**GIVEN INSTRUCTION 1**
In the records, reproduce unchanged every line from the line with "Put a point on every instance of the bus headlight" to the line with "x=100, y=380".

**SOURCE EXCERPT**
Ruling, January 29, 2016

STATE OF NEW YORK
DEPARTMENT OF ENVIRONMENTAL CONSERVATION
____________________________________________


In the Matter of the Alleged Violations of Articles 15 and 25
of the Environmental Conservation Law ("ECL") of the
State of New York and Parts 608 and 661 of Title 6 of the
Official Compilation of Codes, Rules and Regulations of
the State of New York ("6 NYCRR"),

-by-

PETER W. PLAGIANAKOS and MADELINE FELICE,

Respondents.

RULING OF ADMINISTRATIVE LAW JUDGE
ON MOTIONS
TO COMPEL

DEC Case No R2-20120613-353
____________________________________________

BACKGROUND

Staff of the New York State Department of Environmental Conservation ("Department") commenced this administrative enforcement proceeding against respondents Peter W. Plagianakos and Madeline Felice ("respondents") by service of a notice of hearing and complaint, both dated April 14, 2015. The complaint alleges that, in June 2012, Department staff observed that, at residential waterfront property in Brooklyn, New York (the "Site"), respondents had "undertaken, caused, or allowed" several regulated activities without obtaining required permits, in violation of ECL § 15-0503(1)(b), ECL § 25-0401(1), and 6 NYCRR §§ 608.4 and 661.8. See Complaint dated April 14, 2015, attached as Exhibit ("Ex.") 4 to the Affirmation by Udo Drescher in Support of Staff's Motion to Compel Disclosure, dated November 4, 2015 ("Drescher Aff."), at ¶¶ 26-27, 38-89.

Department staff seeks an order of the Commissioner finding that respondents violated the cited statutes and regulations, imposing on respondents, jointly and severally, a civil penalty of "no less than two hundred thousand dollars," and directing respondents to perform several remedial activities. See Complaint, Wherefore Clause ¶¶ I-III.

**GIVEN INSTRUCTION 2**
Translate this sentence from the ruling excerpt into Spanish: "Department staff seeks an order of the Commissioner finding that respondents violated the cited statutes and regulations, imposing on respondents, jointly and severally, a civil penalty of "no less than two hundred thousand dollars," and directing respondents to perform several remedial activities."

**MATERIAL SHOWN**
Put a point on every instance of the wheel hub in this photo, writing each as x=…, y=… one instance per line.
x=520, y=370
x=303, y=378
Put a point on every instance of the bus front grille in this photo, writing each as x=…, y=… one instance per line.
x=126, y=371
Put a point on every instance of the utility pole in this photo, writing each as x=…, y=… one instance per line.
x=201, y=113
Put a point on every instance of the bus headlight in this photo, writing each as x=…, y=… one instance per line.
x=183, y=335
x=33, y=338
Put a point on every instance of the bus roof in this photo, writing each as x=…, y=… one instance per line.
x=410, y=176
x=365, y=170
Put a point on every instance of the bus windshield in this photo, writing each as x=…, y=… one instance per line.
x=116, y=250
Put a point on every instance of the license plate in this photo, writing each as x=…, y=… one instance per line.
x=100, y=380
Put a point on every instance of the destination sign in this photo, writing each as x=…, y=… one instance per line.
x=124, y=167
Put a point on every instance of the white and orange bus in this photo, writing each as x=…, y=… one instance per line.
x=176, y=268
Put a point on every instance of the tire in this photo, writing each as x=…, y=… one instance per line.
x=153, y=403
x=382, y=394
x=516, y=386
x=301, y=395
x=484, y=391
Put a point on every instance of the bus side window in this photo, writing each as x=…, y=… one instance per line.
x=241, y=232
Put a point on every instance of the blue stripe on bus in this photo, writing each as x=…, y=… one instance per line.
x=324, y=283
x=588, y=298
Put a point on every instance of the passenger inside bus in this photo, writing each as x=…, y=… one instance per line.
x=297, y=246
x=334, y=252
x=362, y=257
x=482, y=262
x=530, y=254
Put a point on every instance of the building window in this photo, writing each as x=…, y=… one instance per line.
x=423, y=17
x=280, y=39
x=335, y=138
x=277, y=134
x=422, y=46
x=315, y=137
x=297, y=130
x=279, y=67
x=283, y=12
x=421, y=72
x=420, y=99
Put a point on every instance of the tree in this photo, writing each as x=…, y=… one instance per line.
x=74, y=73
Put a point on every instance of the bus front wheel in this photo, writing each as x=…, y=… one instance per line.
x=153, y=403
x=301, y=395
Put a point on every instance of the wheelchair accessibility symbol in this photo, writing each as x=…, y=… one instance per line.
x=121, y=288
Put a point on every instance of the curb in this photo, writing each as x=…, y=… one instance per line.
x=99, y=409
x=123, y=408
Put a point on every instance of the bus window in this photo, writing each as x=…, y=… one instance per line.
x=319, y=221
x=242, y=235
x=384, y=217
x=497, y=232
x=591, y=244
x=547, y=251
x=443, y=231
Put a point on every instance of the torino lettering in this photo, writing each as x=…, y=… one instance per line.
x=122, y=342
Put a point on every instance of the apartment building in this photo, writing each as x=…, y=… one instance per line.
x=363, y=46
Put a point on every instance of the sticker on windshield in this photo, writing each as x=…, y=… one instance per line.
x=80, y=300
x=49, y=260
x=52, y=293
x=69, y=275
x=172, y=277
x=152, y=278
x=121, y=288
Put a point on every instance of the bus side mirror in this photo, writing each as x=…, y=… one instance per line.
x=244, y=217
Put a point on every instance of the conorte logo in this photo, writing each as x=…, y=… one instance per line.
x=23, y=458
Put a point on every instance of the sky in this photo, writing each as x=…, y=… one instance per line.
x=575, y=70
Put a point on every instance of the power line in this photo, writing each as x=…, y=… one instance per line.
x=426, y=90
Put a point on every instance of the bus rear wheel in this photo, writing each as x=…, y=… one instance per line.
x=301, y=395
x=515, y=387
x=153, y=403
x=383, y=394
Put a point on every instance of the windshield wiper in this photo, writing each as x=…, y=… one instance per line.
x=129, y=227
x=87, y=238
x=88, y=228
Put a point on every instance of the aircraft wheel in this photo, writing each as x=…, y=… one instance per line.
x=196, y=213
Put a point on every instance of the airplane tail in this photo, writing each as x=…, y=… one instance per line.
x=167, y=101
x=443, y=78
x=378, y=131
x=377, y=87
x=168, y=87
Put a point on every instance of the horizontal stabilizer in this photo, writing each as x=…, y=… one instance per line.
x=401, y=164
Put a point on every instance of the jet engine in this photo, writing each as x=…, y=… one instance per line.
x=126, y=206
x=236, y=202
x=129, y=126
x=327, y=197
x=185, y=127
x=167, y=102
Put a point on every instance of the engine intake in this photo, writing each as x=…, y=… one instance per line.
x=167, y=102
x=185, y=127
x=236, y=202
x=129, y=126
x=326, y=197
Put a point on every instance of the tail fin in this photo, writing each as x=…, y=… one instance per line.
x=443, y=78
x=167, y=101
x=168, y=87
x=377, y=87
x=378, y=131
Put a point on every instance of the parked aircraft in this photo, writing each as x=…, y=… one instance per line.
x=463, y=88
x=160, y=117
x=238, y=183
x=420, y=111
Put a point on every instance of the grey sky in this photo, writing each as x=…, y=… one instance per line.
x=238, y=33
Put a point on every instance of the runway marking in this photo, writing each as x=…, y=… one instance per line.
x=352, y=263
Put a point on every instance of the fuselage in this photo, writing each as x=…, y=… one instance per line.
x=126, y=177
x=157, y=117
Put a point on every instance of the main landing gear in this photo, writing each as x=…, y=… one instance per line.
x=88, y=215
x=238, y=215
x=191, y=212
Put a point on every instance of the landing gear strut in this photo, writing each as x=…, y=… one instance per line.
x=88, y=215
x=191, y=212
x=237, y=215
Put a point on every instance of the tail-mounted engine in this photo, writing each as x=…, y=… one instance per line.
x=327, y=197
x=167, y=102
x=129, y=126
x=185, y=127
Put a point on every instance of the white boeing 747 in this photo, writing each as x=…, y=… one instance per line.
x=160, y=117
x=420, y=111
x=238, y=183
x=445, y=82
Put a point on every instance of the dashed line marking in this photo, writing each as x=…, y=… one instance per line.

**TASK ANSWER 1**
Put a point on every instance of the bus headlight in this photo, writing each as x=…, y=… one instance per line.
x=183, y=335
x=33, y=338
Put a point on every instance of the bus roof in this photo, writing each as x=…, y=… one instance per line.
x=410, y=176
x=365, y=170
Put a point on every instance of the bus windshield in this photo, writing each as x=…, y=… one instance per line.
x=116, y=250
Put a point on every instance of the license plate in this photo, writing each as x=…, y=… one instance per line.
x=100, y=380

**TASK ANSWER 2**
El personal del Departamento solicita una orden del Comisionado que determine que los demandados violaron las leyes y los reglamentos citados, que imponga a los demandados, de manera conjunta y solidaria, una sanción civil de "no menos de doscientos mil dólares" y que ordene a los demandados realizar varias actividades de remediación.